----- Task inputs

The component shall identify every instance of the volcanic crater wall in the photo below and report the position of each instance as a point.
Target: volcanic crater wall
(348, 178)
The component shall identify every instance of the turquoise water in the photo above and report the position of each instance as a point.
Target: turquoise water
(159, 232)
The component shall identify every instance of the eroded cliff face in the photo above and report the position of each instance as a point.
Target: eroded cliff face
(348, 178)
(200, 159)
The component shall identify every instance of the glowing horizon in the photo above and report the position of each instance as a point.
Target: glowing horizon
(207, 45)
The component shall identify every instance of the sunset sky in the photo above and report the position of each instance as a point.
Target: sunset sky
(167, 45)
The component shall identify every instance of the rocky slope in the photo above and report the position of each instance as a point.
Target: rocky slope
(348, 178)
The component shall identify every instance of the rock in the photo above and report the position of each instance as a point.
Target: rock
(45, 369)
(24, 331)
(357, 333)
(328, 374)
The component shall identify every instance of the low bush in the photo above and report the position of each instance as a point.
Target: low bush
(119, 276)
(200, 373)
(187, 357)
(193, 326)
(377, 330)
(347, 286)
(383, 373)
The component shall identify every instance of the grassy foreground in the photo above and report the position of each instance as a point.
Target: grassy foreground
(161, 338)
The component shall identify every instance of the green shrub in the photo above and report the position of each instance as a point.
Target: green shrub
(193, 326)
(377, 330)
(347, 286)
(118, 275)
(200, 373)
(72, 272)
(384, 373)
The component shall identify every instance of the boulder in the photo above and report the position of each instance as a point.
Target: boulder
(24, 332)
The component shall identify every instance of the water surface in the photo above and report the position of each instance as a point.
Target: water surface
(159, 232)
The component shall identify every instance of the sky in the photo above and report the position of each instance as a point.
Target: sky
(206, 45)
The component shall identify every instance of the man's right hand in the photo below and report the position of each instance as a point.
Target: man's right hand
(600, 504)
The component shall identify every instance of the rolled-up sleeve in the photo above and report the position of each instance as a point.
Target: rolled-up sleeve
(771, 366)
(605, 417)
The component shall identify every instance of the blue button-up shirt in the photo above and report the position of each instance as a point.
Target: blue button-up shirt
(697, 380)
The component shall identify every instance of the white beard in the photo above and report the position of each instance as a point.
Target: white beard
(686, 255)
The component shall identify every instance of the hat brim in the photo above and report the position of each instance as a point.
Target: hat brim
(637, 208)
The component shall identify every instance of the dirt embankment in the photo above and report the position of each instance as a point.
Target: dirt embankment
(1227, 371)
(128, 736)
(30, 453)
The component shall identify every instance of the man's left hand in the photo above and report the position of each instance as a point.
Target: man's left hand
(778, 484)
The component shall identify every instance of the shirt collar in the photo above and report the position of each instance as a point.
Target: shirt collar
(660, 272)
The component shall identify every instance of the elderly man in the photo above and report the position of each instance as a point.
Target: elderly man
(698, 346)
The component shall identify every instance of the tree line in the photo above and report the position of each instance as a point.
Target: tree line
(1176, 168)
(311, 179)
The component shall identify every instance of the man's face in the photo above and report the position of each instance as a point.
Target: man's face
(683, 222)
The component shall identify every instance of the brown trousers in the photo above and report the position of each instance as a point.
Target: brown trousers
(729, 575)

----------

Written request
All of the material above needs to be retyped word for word.

Result of this exercise
The component shall identify every instance of the volcanic crater wall in the photo below and report the position of each instance as a point.
Target: volcanic crater wall
(348, 178)
The component shall identify every instance of the turquoise water in the photo above and report the position of each instance as a point.
Target: turquoise water
(159, 232)
The component shall identify every instance of the eroded cliff face in the photo above and report the position of each instance as a point.
Target: eroded cliff face
(348, 178)
(200, 159)
The component shall identify every instance of the glowing horizon in the photo above and report the position of each instance as a point.
Target: glowing horizon
(207, 45)
The component shall identify every instance of the sunset sky in the photo above and report the position of each instance as a point.
Target: sunset sky
(167, 45)
The component shall identify every instance of the rocky slope in the photo above and report the position of each instance as a point.
Target: rocky slope
(348, 178)
The component shall identify every instance of the rock in the photo above and report the position of each instance as a point.
Target: rock
(45, 369)
(24, 331)
(357, 333)
(328, 374)
The component shall identify every instance of the low bush in the photo above and report the position of each instance as a point.
Target: low bush
(119, 276)
(200, 373)
(187, 357)
(193, 326)
(377, 330)
(347, 286)
(383, 373)
The component shall identify every instance of the grassy foreground in the photo above and report the position of each instance as a point.
Target: grassy foreground
(161, 338)
The component shall identify every instance of the green shrub in the photo above and report the position of each instance as a point.
Target: green shrub
(193, 326)
(377, 330)
(347, 286)
(118, 275)
(200, 373)
(72, 272)
(384, 373)
The component shall identify every instance of the boulder in the photo above and report the position of each instance as a point.
Target: boulder
(24, 332)
The component shall identify every instance of the water surface in the photo above and report the position of each instance as a point.
Target: water surface
(159, 232)
The component shall identify every instance of the sky in the photo above and report the position of each instance as a point.
Target: sky
(206, 45)
The component shall identify every instance of the man's right hand in the photo below and report the position of each instance as a point.
Target: man's right hand
(600, 504)
The component shall identify every instance of the rolled-up sleeve in the photo above and report the position of each instance as a point.
Target: rolled-up sleeve
(771, 366)
(605, 417)
The component shall identify every instance of the blue button-up shirt in the photo above and report the position of each instance as a point.
Target: blue button-up shirt
(697, 380)
The component shall identify every instance of the white beard in the photo above and report the position of each instance as a point.
Target: white beard
(686, 255)
The component shall identify every instance of the hat brim in the photo above and report the position of each instance as a point.
Target: hat brim
(637, 208)
The component shall identify every instance of the dirt embankment in the photo above and report the position of each instance as a point.
Target: dirt embankment
(1227, 371)
(128, 736)
(30, 453)
The component shall identify every instance of the man's left hand in the photo above and report the position of each instance as a point.
Target: man's left hand
(778, 484)
The component shall identify every instance of the shirt collar in the photo above and report the position of each instance as a point.
Target: shirt collar
(660, 272)
The component shall identify every instance of the elderly man in the photo above and report the position of each instance as a point.
Target: elderly man
(698, 346)
The component shall identify every instance of the tree line in the photo above and report the position of each instance as a point.
Target: tree line
(1176, 168)
(311, 179)
The component shall identify every instance of the man's face in the photo above and report the position of each instance as a point.
Target: man's face
(683, 222)
The component shall identify every instance of the brown trousers in the photo above and report the position of each instance as a point.
Target: brown trousers
(729, 575)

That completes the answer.